*PROMPT*: Please resume the passage about Marshside after its final sentence and carry it on in the same style.

*EXCERPT TO READ*:
_ _ _ _

St Patrick's Parish Club on Marshside Road is another establishment licensed to serve alcohol. Situated at the back of the old church, the members club is open throughout the week. The only other place to serve alcohol in Marshside is the Fleetwood Hesketh Sports & Social Club, on Fylde Road. Built on land acquired from the Meols Hall estate in Churchtown, this private members club has various sports teams including football, cricket, crown green and indoor bowls, darts, and snooker.

Marshside is also home to the only brass band in Southport.

The main modern industry in Marshside is situated on the estate behind the Shrimper pub, housed in a number of metal-clad buildings. There is a bakery and a publisher's warehouse amongst others.

_ _ _ _

*SOURCE EXCERPT*:

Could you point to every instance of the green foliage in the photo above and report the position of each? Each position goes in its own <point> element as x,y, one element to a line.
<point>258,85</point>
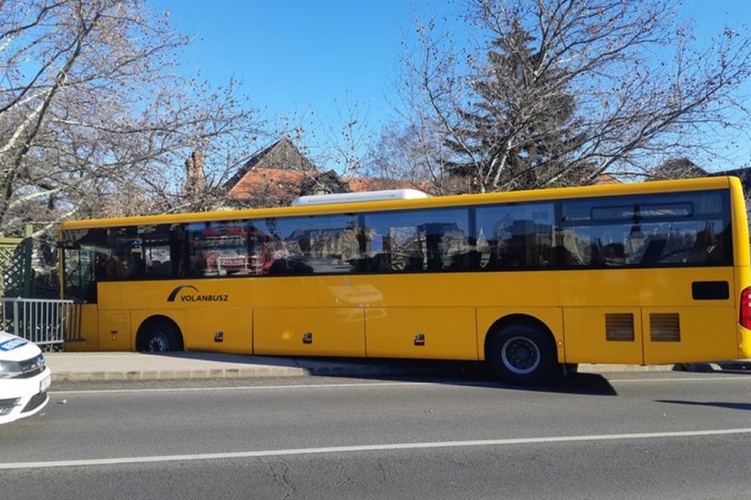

_ _ _ _

*EXERCISE OUTPUT*:
In the early twentieth century, Marshside had its own completely unique dialect feature, involving a parasitic nasal consonant, occurring after certain final consonants, mostly plosives, in words at the end of a sense group, and before the plural inflexion [z] medially and at the end of a sense group.

References

External links 

 North Meols Civic Society: Marshside Fog Bell
 RSPB Marshside - Jewel of the Ribble
 A visit to the RSPB Marshside reserve in a personal 'blog' (November 2006)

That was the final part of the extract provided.